Instructions
(A) In the Mary Davis Ridgway biography, copy the passage starting at "Ridgway died in" and ending at "Homeopathic Medical Society.", word for word.
(B) Name every U.S. state mentioned in the Mary Davis Ridgway biography.
(C) Using the Mary Davis Ridgway biography, decide whether each statement is true. Answer yes or no and quote the words that settle it.
(i) Ridgway graduated from the Cleveland Homeopathic Medical College in 1898.
(ii) The Providence General Homeopathic Hospital had 50 beds.
(iii) The PHMC dedicated a marker to Ridgway in 2001.

- Born: 1873 Ithaca, New York, U.S.
- Died: February 4, 1927 Philadelphia, U.S.
- Occupations: Physician, surgeon

= Mary Davis Ridgway =

American physician (1873–1927)

Mary Davis Ridgway (November 23, 1873 – February 4, 1927) was an American homeopathic physician, surgeon, and women's rights advocate. She was president and chief surgeon of the Providence General Hospital, a small hospital that practiced homeopathy for mostly impoverished female patients in Germantown, Philadelphia.

== Life and career ==
Ridgway was born in 1873 in Ithaca, New York, and graduated from the Cleveland Homeopathic Medical College in Ohio in 1898. After practicing medicine in Ohio, she moved to Philadelphia in 1912 or 1915.

On arriving in Philadelphia, Ridgway became president and chief surgeon of the Providence General Homeopathic Hospital, a 25-bed public hospital located on Queens Street in Germantown. Nearly all of the hospital's officers and medical staff were women, with Antoinette E. C. Russell serving as first vice president and associate surgeon. The hospital operated from the Abraham Rittenhouse Home from 1914 to 1917. According to the Pennsylvania Historical and Museum Commission (PHMC), "political pressure then forced the hospital to move from this site, and it closed shortly after Dr. Ridgway's death." The hospital was part of the Florence Crittenton Mission, founded in 1894 to provide "aid and protection to girls and women in any walk of life who may be in distress." In September 2001, the PHMC dedicated a commemorative marker to Ridgway near the former hospital's location.

Ridgway presented at state medical conferences and published proceedings papers, including "Preparatory and After Care of Surgical Cases" (presented at the State Medical Society of Pennsylvania, September 1911) and "Preventive Gynecology" (published in the Hahnemannian Monthly, 1911).

Later in life, Ridgway managed and held stock in the Tourist Hotel and Garage in Reading, Pennsylvania. Remarkably, the corporation that owned the hotel was under female management. However, Ridgway came into conflict with the other investors, who eventually forced her out. Litigation ensued, the hotel went into receivership, and a district court judge authorized the hotel to be sold for $185,000 plus $125,000 in bonds distributed to stockholders in 1924.

Ridgway died in Philadelphia on February 4, 1927, at the age of 53 after an illness of several months. Interment took place in her hometown of Ithaca.

She was a member of the Pennsylvania Homeopathic Medical Society.

[Point-per-instance location data]
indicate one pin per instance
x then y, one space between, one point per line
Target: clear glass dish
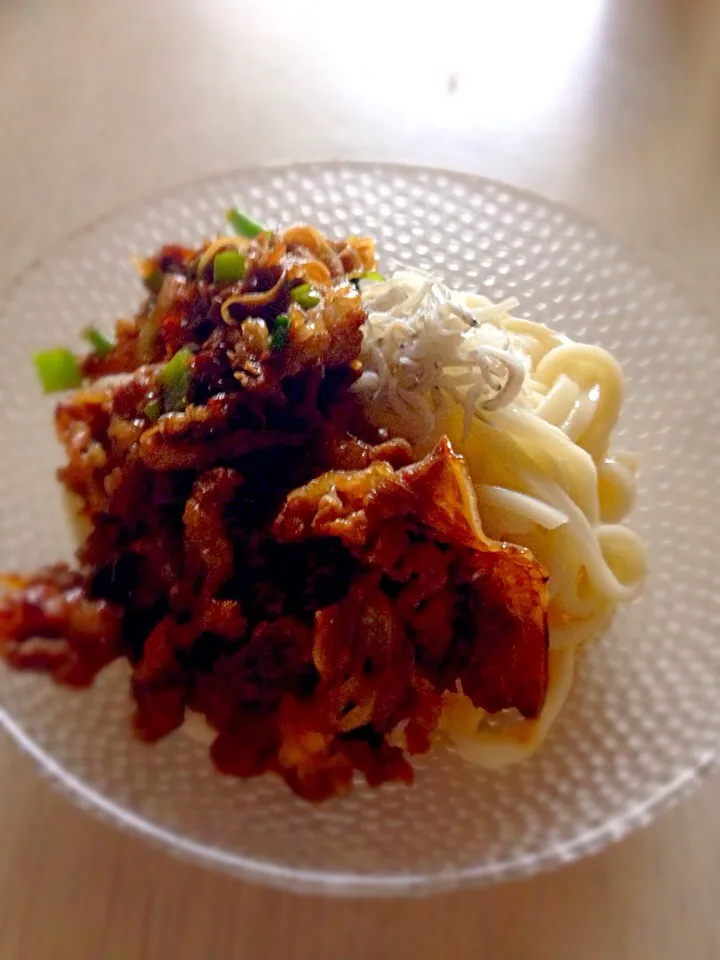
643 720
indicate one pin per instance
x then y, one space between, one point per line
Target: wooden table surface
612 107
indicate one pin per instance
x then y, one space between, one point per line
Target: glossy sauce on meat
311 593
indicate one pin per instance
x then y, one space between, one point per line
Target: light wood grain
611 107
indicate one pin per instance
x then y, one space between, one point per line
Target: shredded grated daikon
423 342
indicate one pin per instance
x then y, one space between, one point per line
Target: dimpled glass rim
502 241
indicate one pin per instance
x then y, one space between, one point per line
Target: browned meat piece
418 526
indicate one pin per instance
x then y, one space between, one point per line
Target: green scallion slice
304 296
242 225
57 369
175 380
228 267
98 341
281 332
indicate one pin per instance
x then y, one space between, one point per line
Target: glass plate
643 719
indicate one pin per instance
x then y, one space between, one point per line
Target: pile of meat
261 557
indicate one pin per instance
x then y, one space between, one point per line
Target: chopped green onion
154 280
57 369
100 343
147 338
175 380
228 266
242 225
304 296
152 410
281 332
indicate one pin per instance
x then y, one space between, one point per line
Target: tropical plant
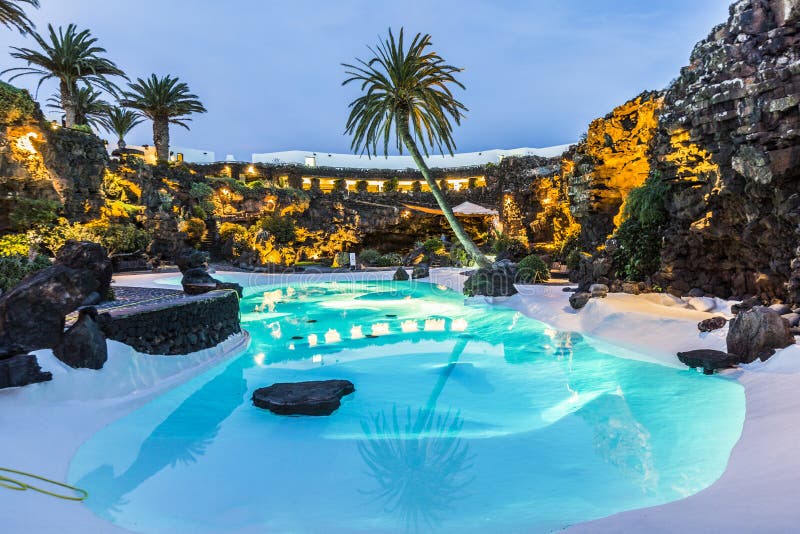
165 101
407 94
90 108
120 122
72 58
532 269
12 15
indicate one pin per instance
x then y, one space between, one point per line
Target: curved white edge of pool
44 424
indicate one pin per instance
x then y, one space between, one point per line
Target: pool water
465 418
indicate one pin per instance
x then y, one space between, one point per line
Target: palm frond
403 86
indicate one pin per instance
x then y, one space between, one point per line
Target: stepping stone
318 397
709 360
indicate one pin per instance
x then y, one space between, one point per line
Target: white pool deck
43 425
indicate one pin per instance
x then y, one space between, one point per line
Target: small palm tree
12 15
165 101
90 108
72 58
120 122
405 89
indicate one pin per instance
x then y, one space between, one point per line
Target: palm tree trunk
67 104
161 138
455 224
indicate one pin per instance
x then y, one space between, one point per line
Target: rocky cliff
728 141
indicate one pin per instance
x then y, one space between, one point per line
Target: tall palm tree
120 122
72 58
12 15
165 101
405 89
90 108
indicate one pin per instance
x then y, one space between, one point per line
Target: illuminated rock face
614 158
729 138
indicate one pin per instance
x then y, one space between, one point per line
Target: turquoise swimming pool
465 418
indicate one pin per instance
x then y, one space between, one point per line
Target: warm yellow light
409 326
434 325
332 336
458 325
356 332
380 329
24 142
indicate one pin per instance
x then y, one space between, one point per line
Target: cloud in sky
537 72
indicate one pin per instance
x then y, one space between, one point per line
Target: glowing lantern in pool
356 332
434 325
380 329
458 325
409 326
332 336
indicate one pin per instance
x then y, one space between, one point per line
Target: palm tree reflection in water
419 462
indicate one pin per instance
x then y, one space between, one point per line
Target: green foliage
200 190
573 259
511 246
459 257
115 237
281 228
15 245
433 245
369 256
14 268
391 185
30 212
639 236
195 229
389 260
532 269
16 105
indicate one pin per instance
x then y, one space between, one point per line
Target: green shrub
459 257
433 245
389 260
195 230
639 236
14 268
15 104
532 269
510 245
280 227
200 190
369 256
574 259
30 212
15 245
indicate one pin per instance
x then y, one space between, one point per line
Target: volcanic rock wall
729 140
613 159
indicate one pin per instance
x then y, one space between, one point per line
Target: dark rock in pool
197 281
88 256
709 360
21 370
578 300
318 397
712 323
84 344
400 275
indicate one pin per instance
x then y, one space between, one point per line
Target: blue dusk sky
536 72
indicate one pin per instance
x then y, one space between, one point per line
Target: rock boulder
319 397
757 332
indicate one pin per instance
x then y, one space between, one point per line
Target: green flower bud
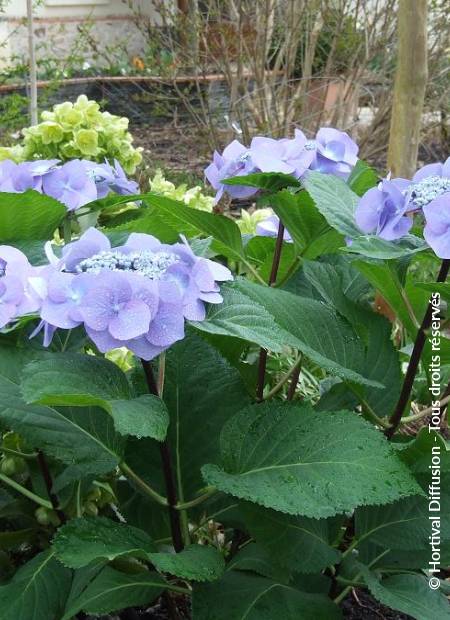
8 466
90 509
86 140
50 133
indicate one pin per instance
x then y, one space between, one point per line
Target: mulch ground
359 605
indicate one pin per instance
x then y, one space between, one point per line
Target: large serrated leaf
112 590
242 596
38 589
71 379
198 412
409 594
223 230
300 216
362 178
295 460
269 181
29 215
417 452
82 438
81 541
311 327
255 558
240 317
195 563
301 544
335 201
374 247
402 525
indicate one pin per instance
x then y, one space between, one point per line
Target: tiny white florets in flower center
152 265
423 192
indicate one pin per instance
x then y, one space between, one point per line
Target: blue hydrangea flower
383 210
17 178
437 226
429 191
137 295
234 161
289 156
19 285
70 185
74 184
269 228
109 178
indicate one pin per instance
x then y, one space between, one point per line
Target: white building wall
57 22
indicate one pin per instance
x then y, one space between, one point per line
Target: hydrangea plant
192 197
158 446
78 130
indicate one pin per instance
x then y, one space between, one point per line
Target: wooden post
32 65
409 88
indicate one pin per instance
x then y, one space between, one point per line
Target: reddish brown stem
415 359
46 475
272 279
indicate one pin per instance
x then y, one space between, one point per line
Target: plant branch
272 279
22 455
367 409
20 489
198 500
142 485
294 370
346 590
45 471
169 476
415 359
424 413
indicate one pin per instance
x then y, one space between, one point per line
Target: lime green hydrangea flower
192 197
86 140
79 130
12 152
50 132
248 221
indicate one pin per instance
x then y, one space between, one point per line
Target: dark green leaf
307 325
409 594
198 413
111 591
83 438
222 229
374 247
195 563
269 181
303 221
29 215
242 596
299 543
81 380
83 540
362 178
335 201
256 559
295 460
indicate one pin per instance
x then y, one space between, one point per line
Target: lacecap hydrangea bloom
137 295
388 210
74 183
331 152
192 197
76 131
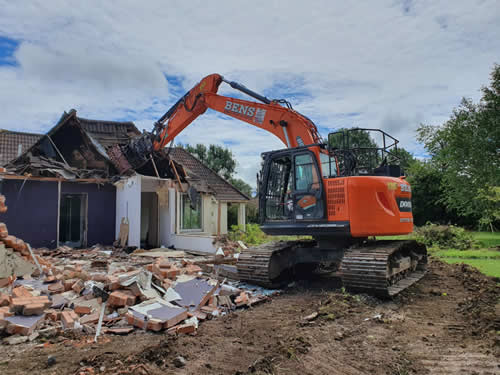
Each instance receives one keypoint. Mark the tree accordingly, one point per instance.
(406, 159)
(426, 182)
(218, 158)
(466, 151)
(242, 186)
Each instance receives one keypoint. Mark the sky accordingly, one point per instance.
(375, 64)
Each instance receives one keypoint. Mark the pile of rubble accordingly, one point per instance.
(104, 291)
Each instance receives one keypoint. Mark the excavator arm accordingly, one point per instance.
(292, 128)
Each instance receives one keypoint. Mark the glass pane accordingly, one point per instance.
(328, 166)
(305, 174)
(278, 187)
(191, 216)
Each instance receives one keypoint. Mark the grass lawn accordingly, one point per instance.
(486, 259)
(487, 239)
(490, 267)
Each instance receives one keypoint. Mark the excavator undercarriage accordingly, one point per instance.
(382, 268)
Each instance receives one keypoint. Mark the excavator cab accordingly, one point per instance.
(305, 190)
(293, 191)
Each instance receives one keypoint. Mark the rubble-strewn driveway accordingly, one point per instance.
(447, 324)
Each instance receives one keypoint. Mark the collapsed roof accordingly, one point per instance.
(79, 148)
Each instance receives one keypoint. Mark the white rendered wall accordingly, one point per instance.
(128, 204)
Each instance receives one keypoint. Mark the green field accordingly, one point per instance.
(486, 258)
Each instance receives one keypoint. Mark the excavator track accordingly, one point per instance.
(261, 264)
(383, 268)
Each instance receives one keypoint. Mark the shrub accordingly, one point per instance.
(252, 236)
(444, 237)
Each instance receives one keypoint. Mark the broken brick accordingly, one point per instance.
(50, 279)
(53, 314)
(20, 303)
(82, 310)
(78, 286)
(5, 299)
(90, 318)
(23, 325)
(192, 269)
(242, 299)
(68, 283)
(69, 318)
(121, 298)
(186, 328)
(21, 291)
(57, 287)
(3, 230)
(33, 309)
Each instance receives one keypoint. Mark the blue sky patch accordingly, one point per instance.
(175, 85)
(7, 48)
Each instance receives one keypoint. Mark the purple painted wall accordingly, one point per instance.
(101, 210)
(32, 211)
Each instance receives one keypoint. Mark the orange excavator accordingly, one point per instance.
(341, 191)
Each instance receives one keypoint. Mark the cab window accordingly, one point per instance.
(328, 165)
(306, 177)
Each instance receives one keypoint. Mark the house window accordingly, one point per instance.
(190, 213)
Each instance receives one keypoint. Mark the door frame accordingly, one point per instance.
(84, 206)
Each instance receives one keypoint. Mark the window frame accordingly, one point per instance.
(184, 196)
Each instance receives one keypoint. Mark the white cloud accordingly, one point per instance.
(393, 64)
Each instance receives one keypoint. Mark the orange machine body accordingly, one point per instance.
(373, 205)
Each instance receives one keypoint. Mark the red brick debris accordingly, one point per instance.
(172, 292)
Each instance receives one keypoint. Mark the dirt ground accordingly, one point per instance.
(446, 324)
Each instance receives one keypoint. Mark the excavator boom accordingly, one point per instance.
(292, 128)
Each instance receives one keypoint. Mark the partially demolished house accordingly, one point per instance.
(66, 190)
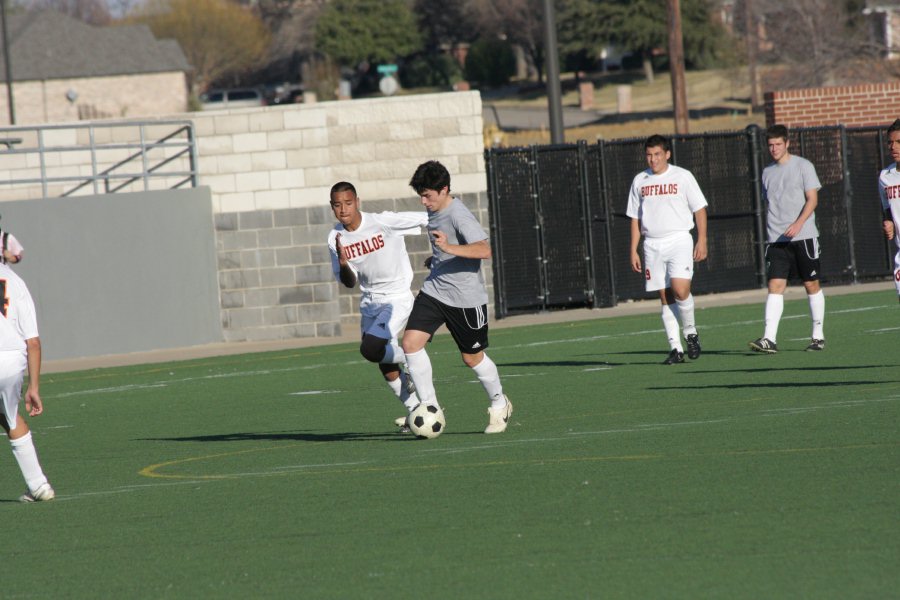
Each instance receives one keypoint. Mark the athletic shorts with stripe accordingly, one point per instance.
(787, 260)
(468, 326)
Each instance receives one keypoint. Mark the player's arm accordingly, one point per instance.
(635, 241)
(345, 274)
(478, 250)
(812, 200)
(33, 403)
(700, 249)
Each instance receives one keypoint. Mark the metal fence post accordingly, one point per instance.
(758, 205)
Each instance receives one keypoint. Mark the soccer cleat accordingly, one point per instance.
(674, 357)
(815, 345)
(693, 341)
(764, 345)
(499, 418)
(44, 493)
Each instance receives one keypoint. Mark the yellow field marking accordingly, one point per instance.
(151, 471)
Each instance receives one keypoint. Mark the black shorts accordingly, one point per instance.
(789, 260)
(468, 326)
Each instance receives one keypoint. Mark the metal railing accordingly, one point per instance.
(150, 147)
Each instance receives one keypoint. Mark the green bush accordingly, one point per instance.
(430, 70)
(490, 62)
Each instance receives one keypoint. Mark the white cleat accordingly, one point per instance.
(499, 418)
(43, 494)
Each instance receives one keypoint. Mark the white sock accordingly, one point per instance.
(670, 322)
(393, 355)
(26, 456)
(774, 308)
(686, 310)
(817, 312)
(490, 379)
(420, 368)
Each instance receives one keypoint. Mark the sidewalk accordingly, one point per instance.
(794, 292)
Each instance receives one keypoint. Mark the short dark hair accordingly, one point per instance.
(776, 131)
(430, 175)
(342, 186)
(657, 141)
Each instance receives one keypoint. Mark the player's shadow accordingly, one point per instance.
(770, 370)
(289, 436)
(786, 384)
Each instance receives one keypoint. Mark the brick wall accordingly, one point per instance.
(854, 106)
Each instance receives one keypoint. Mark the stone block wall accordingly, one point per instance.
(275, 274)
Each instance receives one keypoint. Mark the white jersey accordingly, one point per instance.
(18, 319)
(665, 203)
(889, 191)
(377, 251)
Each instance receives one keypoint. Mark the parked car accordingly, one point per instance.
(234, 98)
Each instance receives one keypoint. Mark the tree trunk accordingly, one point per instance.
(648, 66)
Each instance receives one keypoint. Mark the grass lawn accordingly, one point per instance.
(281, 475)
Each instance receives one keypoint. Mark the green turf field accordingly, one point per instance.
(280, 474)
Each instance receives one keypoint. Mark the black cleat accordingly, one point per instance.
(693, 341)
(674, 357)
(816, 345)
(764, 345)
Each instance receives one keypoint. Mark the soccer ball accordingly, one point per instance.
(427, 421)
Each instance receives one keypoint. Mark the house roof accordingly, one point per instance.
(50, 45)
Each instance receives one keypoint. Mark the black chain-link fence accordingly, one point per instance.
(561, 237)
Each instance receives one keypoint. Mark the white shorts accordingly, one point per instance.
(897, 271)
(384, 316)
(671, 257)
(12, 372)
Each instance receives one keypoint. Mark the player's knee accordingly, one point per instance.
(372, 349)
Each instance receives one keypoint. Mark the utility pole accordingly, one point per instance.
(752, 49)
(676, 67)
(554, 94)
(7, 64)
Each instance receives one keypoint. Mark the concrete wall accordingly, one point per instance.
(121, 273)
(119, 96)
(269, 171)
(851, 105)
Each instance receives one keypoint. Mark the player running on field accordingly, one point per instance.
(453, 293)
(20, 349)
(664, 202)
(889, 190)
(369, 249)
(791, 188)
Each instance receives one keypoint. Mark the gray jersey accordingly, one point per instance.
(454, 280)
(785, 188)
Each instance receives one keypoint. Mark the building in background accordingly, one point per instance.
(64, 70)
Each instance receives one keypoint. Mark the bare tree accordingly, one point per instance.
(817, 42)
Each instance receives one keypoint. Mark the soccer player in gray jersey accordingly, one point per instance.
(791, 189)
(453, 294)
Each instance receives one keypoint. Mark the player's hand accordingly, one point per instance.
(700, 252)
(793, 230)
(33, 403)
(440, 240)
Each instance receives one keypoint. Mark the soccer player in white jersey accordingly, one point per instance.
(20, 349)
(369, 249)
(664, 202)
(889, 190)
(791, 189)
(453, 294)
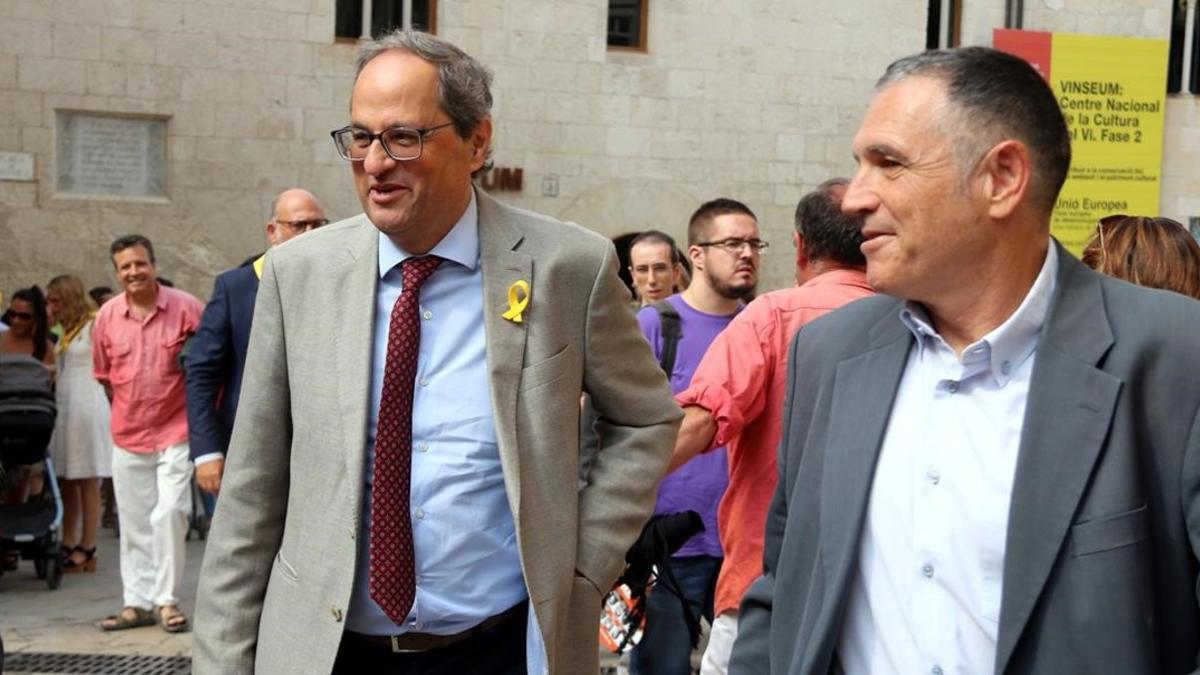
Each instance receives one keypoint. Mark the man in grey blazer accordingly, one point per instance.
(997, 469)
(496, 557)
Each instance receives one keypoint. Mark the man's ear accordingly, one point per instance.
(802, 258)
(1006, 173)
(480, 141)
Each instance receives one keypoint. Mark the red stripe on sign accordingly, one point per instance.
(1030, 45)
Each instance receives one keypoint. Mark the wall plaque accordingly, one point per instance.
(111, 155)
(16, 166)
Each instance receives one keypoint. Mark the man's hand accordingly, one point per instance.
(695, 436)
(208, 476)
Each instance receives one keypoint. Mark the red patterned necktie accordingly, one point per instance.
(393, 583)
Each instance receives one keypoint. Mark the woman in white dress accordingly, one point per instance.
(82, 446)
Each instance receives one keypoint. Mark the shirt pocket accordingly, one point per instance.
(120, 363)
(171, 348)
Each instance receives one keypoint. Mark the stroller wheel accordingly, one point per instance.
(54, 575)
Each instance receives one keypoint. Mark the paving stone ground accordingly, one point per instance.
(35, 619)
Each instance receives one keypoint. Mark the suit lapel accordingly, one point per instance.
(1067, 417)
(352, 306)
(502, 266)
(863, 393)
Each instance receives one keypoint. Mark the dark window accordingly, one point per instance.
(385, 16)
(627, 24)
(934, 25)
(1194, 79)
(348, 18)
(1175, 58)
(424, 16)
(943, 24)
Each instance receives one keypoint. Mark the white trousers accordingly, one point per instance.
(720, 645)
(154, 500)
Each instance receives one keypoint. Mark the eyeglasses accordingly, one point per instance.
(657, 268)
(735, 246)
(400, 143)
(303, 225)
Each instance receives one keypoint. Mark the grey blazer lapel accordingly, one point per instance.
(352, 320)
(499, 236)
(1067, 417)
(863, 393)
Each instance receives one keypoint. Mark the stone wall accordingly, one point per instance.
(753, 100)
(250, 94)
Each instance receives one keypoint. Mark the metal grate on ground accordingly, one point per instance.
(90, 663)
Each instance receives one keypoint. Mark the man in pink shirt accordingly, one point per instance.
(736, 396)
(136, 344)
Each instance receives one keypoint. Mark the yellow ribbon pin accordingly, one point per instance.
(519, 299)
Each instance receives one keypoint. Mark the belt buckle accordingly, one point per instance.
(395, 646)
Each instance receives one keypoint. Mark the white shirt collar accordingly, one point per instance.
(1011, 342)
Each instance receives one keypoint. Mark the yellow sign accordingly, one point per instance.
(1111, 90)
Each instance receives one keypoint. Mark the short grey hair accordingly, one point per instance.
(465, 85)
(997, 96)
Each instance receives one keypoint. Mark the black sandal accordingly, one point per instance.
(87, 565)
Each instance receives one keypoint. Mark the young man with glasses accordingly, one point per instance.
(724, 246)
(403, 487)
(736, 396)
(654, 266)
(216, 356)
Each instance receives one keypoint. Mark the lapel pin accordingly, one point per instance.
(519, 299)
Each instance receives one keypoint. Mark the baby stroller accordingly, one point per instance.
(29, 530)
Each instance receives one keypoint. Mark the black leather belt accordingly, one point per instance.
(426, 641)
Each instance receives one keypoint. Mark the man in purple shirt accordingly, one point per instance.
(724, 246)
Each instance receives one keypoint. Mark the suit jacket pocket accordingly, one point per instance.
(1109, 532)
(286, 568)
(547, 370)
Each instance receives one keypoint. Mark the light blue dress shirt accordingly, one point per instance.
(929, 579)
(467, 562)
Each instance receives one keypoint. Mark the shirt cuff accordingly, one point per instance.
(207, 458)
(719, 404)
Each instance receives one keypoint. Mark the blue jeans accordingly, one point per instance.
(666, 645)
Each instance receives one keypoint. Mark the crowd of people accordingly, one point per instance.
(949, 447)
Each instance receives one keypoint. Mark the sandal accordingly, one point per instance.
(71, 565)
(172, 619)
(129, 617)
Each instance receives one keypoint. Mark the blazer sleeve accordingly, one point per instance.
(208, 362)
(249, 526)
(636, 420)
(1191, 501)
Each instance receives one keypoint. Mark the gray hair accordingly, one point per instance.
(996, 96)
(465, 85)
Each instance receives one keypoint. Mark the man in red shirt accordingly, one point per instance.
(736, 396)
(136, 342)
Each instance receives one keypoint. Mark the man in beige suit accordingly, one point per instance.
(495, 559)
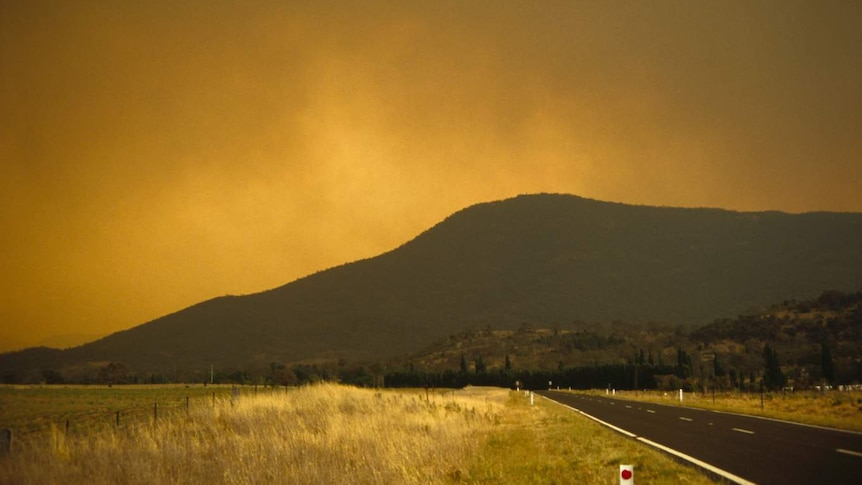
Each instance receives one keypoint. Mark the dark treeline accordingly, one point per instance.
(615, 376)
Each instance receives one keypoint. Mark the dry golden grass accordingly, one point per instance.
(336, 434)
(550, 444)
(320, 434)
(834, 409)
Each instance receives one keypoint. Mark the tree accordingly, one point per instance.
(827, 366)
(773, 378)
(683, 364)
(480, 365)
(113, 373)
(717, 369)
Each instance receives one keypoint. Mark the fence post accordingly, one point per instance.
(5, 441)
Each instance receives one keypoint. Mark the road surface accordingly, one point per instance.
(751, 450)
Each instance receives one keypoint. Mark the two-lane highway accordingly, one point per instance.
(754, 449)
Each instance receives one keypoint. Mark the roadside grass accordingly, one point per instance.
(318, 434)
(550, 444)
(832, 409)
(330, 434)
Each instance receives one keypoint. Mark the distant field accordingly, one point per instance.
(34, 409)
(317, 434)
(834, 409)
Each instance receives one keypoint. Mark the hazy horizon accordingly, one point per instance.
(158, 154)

Results for the exercise
(A)
Ridgway died in Philadelphia on February 4, 1927, at the age of 53 after an illness of several months. Interment took place in her hometown of Ithaca.

She was a member of the Pennsylvania Homeopathic Medical Society.

(B) New York, Ohio, Pennsylvania

(C)
(i) Yes: "graduated from the Cleveland Homeopathic Medical College in Ohio in 1898"
(ii) No: "a 25-bed public hospital located on Queens Street in Germantown"
(iii) Yes: "In September 2001, the PHMC dedicated a commemorative marker to Ridgway near the former hospital's location."